> _Task requirements_
Please answer from the passage on how the creators of Klinghoffer prepared: how did Adams judge Noam Chomsky's writings?

> _Passage provided_
- - -
Klinghoffer’s trio of creators has spoken openly of the kind of research they did while preparing it. Adams tells us he read about “the history of the Israeli-Arab conflict, the roots of Zionism, the Balfour Declaration, and the long history of British, French and American meddling” in the region. (Oddly, he seems to have missed German and Italian meddling in the 1936 Palestinian Arab revolt and the vigorous activities on behalf of the Third Reich by Palestinian nationalist leader Hajj Ammin al-Husseini.) He reread the Old Testament and the Koran (“difficult going”). He found Noam Chomsky’s writings “one-sided” but those of Edward Said “more reasonable.” And Adams learned that “the Israeli-Palestinian issue was the most carefully controlled and fastidiously managed debate in American political life” due to “lobbies” which spoke moderately in public but whose “considerable clout in Washington often smothered” efforts to present the Palestinian side in public.
Sellars believed the opera to be “beyond all political differences” because it was “human,” as if political differences are not human. It is, he thinks, comparable to Bach’s Passions and Greek tragedies. Goodman read “the Koran, the Book of Lamentations, the Psalms, Brecht” and Spanish Renaissance poetry. Absent from any of their studies were explorations of the history of anti-Jewish prejudices (Christian, Muslim, secular) and how they have been presented in theology, in politics, or, say, on stage. To what extent do old tropes continually reappear, consciously or not, in new costume—tropes about obstinate, self-occupied Jews; rich, materialistic Jews; wily and screechy ones with hidden powers?
- - -
> _Collected data_
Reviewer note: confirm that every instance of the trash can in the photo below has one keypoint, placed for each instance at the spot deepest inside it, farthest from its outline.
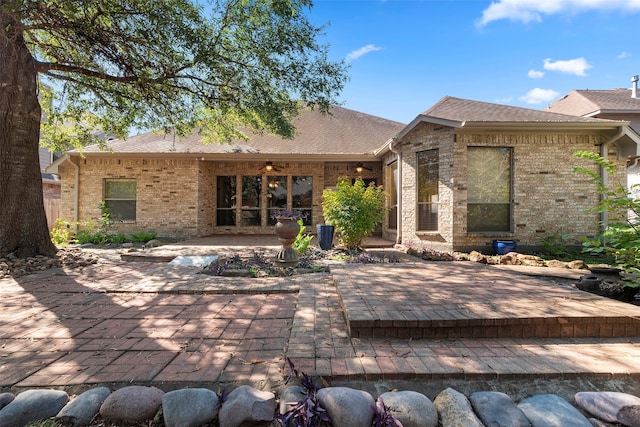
- - -
> _Result of the task_
He found them "one-sided."